Summarize the text about the chickens in winter in two sentences.
━━━ SOURCE DOCUMENT ━━━
Our girls are not a fan of the winter. They hate the snow. During our first snow, some of the girls came out of the coop in the morning, walked around, looked at the snow, then turned right back around and headed back into the coop. They said screw this mess. We're done here. They kept pretty short outside hours. I can't blame them. It has been freezing out there. The second snow didn't seem to shock them as much. They spent a little more time outside, but it warmed up fairly quickly and the snow was gone a  few days later. I'm sure they were relieved. I sure was and I don't spend the majority of my time outside.

Everything is holding up well despite the weather. There are only a few little adjustments that need to be made to the coop and our chicken equipment. The locks we were using on the human-sized door to the run rusted out, so we've got carabiners taking their place. We stopped actually locking the locks quite awhile ago, years ago actually, so the carabiners may be a permanent replacement. They keep the door latched and that's what we need. I'd like to clean up the boards over the nest boxes, but only for appearance sake. They're a little frankenstein looking right now as my husband slapped a few boards up on a slant to put a stop to the girls sleeping on and pooping all over the flat board that was originally on top of the nesting boxes. The slanted board keeps them off, but it looks hideous. Maybe one day we'll get around to fixing that up. Otherwise, all we've got to replace is their big waterer. It's metal and after almost four years it's starting to rust. What can you expect? With any kind of animals you have to replace that kind of stuff every now and then.
━━━ RECORDED INFORMATION ━━━
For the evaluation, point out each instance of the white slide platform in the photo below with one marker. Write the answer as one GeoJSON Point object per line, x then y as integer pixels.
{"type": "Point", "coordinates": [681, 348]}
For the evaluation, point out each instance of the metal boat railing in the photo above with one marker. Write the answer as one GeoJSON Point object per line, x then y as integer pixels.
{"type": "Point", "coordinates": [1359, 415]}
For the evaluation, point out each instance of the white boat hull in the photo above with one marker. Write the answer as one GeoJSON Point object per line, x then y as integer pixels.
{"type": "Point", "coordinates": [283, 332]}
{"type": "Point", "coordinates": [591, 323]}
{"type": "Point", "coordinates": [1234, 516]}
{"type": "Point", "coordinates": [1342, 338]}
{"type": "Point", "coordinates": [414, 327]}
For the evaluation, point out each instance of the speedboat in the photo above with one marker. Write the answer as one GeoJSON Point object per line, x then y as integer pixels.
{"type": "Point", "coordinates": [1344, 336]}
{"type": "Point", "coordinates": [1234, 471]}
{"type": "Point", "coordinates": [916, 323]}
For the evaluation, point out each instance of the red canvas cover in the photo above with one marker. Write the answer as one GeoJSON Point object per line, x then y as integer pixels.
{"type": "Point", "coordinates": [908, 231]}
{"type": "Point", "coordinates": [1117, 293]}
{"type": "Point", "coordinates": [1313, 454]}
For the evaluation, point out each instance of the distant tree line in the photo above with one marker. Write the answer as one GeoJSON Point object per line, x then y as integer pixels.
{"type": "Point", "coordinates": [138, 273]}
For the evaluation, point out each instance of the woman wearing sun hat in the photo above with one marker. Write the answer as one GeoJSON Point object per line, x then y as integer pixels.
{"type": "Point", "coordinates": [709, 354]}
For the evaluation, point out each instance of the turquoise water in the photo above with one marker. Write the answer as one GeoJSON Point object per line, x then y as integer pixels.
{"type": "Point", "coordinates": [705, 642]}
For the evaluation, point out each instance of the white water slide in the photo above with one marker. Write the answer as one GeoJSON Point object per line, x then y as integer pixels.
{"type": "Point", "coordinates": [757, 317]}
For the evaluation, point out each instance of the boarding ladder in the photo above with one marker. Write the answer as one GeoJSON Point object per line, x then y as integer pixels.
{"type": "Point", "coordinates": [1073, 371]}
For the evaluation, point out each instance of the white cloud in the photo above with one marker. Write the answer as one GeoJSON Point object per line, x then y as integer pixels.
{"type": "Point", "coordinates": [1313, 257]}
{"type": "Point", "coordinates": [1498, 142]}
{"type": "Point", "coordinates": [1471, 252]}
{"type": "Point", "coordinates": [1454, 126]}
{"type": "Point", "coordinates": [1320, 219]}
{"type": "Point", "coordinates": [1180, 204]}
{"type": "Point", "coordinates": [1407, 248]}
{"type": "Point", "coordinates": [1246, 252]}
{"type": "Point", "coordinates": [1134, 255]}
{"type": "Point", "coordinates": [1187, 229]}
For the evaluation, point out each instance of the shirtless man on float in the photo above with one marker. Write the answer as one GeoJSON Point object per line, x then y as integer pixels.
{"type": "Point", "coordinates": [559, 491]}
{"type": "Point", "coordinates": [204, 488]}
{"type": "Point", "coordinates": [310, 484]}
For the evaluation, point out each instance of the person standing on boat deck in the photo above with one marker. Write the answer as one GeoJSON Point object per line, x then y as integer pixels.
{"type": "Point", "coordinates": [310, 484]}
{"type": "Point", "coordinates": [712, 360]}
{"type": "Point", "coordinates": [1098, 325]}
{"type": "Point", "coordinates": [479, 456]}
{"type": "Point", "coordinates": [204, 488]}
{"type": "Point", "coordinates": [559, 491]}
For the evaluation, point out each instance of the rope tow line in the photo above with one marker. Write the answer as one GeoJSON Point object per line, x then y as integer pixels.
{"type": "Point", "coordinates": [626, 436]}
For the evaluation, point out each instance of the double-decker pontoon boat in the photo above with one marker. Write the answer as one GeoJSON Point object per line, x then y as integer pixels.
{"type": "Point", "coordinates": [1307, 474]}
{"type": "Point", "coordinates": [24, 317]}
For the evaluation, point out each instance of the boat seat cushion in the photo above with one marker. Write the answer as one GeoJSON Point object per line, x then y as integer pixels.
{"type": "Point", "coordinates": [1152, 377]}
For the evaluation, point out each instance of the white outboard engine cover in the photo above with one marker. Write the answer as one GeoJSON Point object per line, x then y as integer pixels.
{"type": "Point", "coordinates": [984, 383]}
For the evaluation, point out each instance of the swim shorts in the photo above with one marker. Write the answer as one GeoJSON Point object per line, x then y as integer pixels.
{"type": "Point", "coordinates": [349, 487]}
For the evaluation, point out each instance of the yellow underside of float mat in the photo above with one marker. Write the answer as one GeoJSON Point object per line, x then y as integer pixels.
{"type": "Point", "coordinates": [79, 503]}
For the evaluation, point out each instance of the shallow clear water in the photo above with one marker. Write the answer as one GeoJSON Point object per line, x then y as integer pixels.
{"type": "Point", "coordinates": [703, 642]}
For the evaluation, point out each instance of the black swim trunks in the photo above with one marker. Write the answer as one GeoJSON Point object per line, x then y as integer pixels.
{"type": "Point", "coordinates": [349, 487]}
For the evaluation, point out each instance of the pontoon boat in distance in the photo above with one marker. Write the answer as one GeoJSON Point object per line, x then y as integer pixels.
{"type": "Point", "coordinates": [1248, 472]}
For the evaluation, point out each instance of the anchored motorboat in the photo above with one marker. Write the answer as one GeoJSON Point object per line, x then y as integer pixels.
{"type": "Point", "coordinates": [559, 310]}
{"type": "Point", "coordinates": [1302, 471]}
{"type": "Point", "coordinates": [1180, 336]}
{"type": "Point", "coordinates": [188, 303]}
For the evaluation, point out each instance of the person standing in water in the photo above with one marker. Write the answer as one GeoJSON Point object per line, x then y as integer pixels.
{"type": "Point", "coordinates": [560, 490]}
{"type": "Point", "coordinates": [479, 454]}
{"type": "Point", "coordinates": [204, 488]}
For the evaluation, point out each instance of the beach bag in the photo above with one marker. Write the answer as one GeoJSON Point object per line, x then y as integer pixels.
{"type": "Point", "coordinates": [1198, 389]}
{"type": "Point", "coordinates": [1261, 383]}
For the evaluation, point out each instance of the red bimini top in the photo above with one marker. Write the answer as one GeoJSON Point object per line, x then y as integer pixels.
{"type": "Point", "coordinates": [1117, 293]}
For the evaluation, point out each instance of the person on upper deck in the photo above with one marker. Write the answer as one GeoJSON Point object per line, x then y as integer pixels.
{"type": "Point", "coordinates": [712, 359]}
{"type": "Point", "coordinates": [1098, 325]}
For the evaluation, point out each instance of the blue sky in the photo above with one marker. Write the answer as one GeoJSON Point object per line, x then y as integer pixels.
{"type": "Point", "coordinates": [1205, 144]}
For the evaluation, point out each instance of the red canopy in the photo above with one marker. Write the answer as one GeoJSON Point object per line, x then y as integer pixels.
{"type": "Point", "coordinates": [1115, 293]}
━━━
RESPONSE TO THIS TASK>
The chickens hate the snow: during the first snowfall some came out of the coop, looked at it and went straight back inside, though they spent a little more time outside during the second, which was gone a few days later. Everything is holding up well despite the weather, with carabiners replacing the rusted locks on the run's human-sized door, a slanted board over the nest boxes that keeps the hens off but looks hideous, and a metal waterer that is starting to rust and needs replacing.